**Exercise**
Render each line of the material below as one string in a JSON list, skipping blank lines and leaving out the pictures.

[Items from a data source]
------------

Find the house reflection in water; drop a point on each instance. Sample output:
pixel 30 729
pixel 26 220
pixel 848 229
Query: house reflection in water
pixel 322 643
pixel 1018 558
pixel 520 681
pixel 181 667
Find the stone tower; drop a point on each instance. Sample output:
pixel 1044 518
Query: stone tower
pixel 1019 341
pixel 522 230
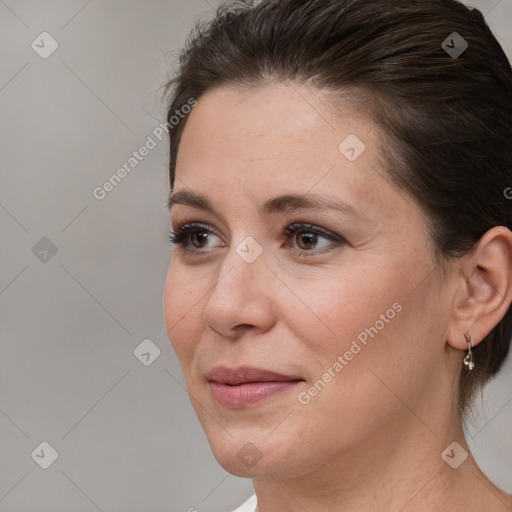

------------

**Full output**
[
  "Find the house reflection in water; drop a point on each instance. Sample output:",
  "pixel 30 729",
  "pixel 26 220",
  "pixel 848 229",
  "Query: house reflection in water",
  "pixel 322 643",
  "pixel 1018 558",
  "pixel 520 681",
  "pixel 181 667",
  "Find the stone tower; drop a point on each instance. Sample output:",
  "pixel 1044 518",
  "Query: stone tower",
  "pixel 1019 341",
  "pixel 522 230"
]